▶ **Dataset records about object locations**:
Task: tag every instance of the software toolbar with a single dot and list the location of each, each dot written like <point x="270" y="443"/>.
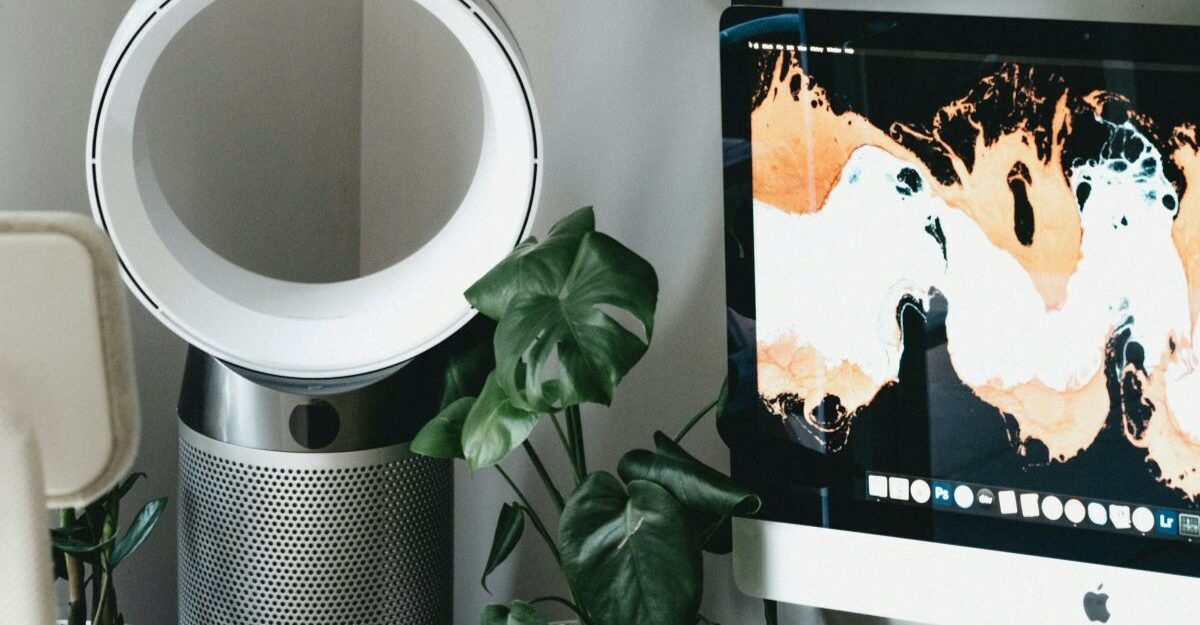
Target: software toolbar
<point x="1035" y="506"/>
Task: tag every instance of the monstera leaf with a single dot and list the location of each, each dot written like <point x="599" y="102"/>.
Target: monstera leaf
<point x="515" y="613"/>
<point x="711" y="497"/>
<point x="630" y="556"/>
<point x="533" y="266"/>
<point x="495" y="426"/>
<point x="563" y="298"/>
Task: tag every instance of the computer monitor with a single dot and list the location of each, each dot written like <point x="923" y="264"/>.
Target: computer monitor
<point x="964" y="284"/>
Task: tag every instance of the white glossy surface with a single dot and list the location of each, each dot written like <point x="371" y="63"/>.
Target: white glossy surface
<point x="289" y="329"/>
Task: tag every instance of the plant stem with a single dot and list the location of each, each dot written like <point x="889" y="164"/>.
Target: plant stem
<point x="77" y="588"/>
<point x="555" y="494"/>
<point x="696" y="419"/>
<point x="575" y="433"/>
<point x="533" y="515"/>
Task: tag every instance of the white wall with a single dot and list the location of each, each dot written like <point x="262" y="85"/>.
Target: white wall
<point x="630" y="101"/>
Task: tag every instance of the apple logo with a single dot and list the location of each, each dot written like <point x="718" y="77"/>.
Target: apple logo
<point x="1096" y="606"/>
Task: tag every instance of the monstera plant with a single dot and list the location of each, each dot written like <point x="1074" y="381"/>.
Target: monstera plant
<point x="573" y="314"/>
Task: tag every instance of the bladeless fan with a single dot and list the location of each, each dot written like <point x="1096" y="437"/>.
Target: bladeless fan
<point x="299" y="502"/>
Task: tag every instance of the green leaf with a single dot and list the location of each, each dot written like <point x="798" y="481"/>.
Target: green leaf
<point x="127" y="485"/>
<point x="508" y="533"/>
<point x="468" y="361"/>
<point x="630" y="557"/>
<point x="593" y="349"/>
<point x="495" y="427"/>
<point x="515" y="613"/>
<point x="139" y="530"/>
<point x="708" y="494"/>
<point x="533" y="266"/>
<point x="442" y="437"/>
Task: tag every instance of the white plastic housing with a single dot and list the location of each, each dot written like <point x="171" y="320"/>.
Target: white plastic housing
<point x="311" y="331"/>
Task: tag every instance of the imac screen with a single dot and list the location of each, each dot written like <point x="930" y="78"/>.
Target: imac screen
<point x="964" y="280"/>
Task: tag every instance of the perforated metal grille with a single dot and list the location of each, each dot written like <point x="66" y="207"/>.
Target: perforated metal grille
<point x="355" y="546"/>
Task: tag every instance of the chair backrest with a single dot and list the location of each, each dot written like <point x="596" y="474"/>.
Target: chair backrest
<point x="69" y="410"/>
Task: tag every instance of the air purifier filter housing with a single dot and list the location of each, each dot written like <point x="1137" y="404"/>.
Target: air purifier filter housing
<point x="309" y="509"/>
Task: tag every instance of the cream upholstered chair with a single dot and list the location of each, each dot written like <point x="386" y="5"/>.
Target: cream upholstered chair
<point x="69" y="413"/>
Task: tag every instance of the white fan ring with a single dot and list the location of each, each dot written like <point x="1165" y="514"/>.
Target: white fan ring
<point x="311" y="331"/>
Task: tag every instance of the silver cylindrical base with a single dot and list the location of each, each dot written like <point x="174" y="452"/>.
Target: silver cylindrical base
<point x="300" y="504"/>
<point x="347" y="539"/>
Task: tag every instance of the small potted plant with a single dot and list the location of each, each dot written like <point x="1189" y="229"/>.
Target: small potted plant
<point x="88" y="547"/>
<point x="573" y="314"/>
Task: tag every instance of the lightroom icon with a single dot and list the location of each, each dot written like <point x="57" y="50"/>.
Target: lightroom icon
<point x="1189" y="526"/>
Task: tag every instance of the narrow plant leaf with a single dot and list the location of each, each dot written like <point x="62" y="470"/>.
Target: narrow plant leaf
<point x="468" y="361"/>
<point x="515" y="613"/>
<point x="533" y="266"/>
<point x="442" y="437"/>
<point x="138" y="532"/>
<point x="711" y="497"/>
<point x="127" y="485"/>
<point x="630" y="556"/>
<point x="508" y="534"/>
<point x="576" y="324"/>
<point x="495" y="427"/>
<point x="75" y="546"/>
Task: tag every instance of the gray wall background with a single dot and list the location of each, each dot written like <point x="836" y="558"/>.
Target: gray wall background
<point x="629" y="97"/>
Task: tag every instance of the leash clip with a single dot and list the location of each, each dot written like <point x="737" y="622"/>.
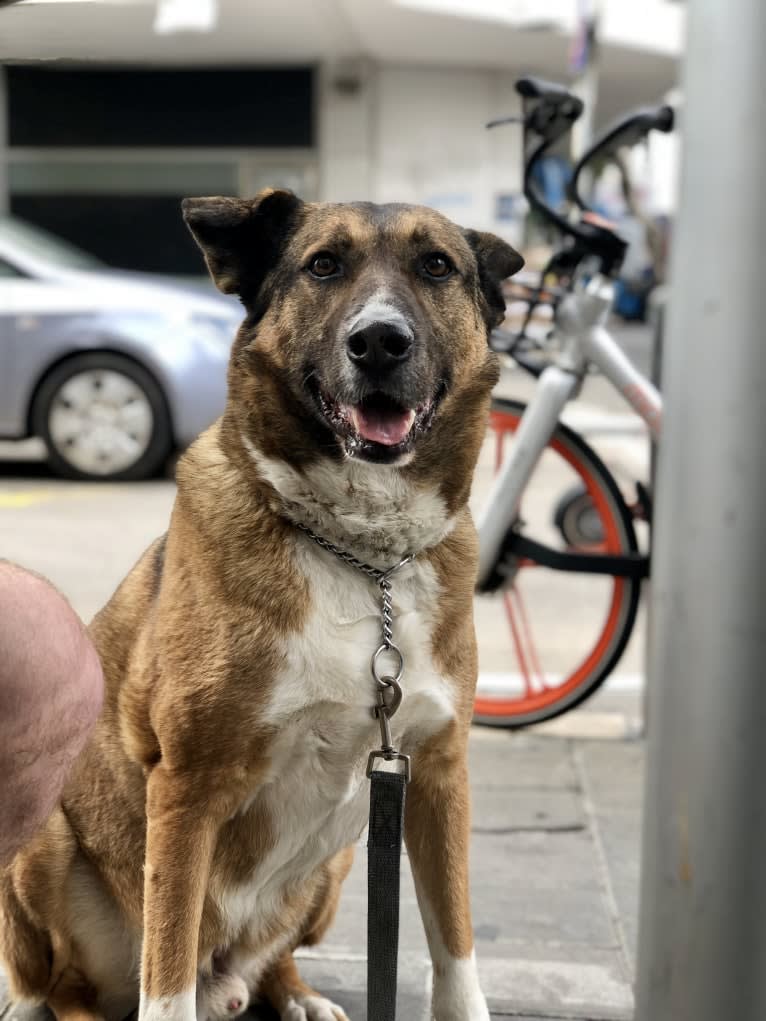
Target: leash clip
<point x="389" y="699"/>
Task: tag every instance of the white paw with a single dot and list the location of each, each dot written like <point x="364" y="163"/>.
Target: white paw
<point x="222" y="997"/>
<point x="313" y="1009"/>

▶ **To be done**: Write the records out once more, exactly as they appear, with no pictures.

▶ **Full output**:
Task: tag every instance of the software toolbar with a single dot and list the location of each, each dot written like <point x="270" y="443"/>.
Target: software toolbar
<point x="1035" y="506"/>
Task: tag every instance of the monstera leaf with a single dot and list the location of each, each dot written like <point x="599" y="102"/>.
Target: monstera leaf
<point x="515" y="613"/>
<point x="711" y="497"/>
<point x="630" y="556"/>
<point x="533" y="266"/>
<point x="495" y="426"/>
<point x="563" y="298"/>
Task: tag every instance of the computer monitor with a single dot and list the location of each, each dot written like <point x="923" y="264"/>.
Target: computer monitor
<point x="964" y="284"/>
Task: tag every instance of the white glossy surface with a single dot and list the location of each, each dot written like <point x="371" y="63"/>.
Target: white glossy surface
<point x="289" y="329"/>
Task: tag every instance of the plant stem with a single dot and list the location of each, each dot written like <point x="889" y="164"/>.
Target: plant stem
<point x="77" y="588"/>
<point x="555" y="494"/>
<point x="696" y="419"/>
<point x="575" y="433"/>
<point x="533" y="515"/>
Task: tag every instance of the white wall with a single dot and list the location of each, each dot written like <point x="262" y="85"/>.
Target: white wall
<point x="630" y="101"/>
Task: tag every instance of the apple logo with a single dot and list the location of each, each dot written like <point x="718" y="77"/>.
Target: apple logo
<point x="1096" y="606"/>
Task: tag every instance of the monstera plant with a single dot and list the location of each, each dot written like <point x="1074" y="381"/>.
Target: monstera plant
<point x="573" y="314"/>
Task: tag every instance of the bladeless fan with a single dot and list the location of each, each dot written like <point x="1096" y="437"/>.
Target: bladeless fan
<point x="299" y="502"/>
Task: tag every instance of the green leaf with a single dot and list the location of each, each dot written like <point x="798" y="481"/>.
Target: green leaf
<point x="127" y="485"/>
<point x="508" y="533"/>
<point x="468" y="361"/>
<point x="630" y="557"/>
<point x="593" y="349"/>
<point x="495" y="427"/>
<point x="515" y="613"/>
<point x="139" y="530"/>
<point x="708" y="494"/>
<point x="533" y="266"/>
<point x="442" y="437"/>
Task: tag every instance of the white plastic housing with a single dot and list the location of each, each dot written like <point x="171" y="320"/>.
Target: white plastic housing
<point x="311" y="331"/>
Task: tag every instance of the imac screen with a single dot and list the location of each, each dot written like <point x="930" y="78"/>.
Target: imac screen
<point x="964" y="280"/>
Task: tag every instance of the perforated metal grille with a single dot and list the location of each, each dot written like <point x="66" y="207"/>.
Target: perforated metal grille
<point x="355" y="546"/>
Task: tag every instance of the chair backrest with a single dot and list the location of each, each dot written like <point x="596" y="474"/>.
Target: chair backrest
<point x="69" y="410"/>
Task: tag every instance of the air purifier filter housing with a single dot and list the location of each, each dot written like <point x="1137" y="404"/>.
Target: air purifier filter housing
<point x="309" y="509"/>
Task: tag every instance of the cream upholstered chair with a single dot and list the location of each, each dot written like <point x="386" y="5"/>.
Target: cream upholstered chair
<point x="69" y="413"/>
Task: tag every instance of the white fan ring with a single dot and list the location of each, each dot written like <point x="1165" y="514"/>.
Target: white fan ring
<point x="311" y="331"/>
Task: tag every instance of the silver cylindrical base with a single dot and list the location of each, each dot written like <point x="174" y="452"/>.
Target: silver cylindrical base
<point x="300" y="504"/>
<point x="347" y="539"/>
Task: tag every instance of the small potted plant with a single dot and list the location of each, each dot written like <point x="1189" y="229"/>.
Target: small potted plant
<point x="88" y="547"/>
<point x="573" y="314"/>
Task: tag every instance of the lightroom icon with a single dot and list the location of each, each dot written like <point x="57" y="50"/>.
Target: lightroom icon
<point x="1189" y="526"/>
Task: tag every instance of the narrow plant leaf with a single dot and list the location of each, each dot written like <point x="62" y="470"/>.
Target: narrow plant leaf
<point x="468" y="361"/>
<point x="515" y="613"/>
<point x="533" y="266"/>
<point x="442" y="437"/>
<point x="138" y="532"/>
<point x="711" y="497"/>
<point x="127" y="485"/>
<point x="630" y="556"/>
<point x="508" y="534"/>
<point x="576" y="324"/>
<point x="495" y="427"/>
<point x="75" y="546"/>
Task: tag every instance of the gray wall background with a single dot and list the location of each, each dot written like <point x="836" y="558"/>.
Target: gray wall background
<point x="629" y="97"/>
Task: tag every instance of the leash clip with a single dot and list the location of each, each dot written like <point x="737" y="622"/>.
Target: leash clip
<point x="389" y="699"/>
Task: tag every instance of the white paw with a single dot and list the location of each, each dot written like <point x="364" y="163"/>.
Target: white paw
<point x="222" y="997"/>
<point x="313" y="1009"/>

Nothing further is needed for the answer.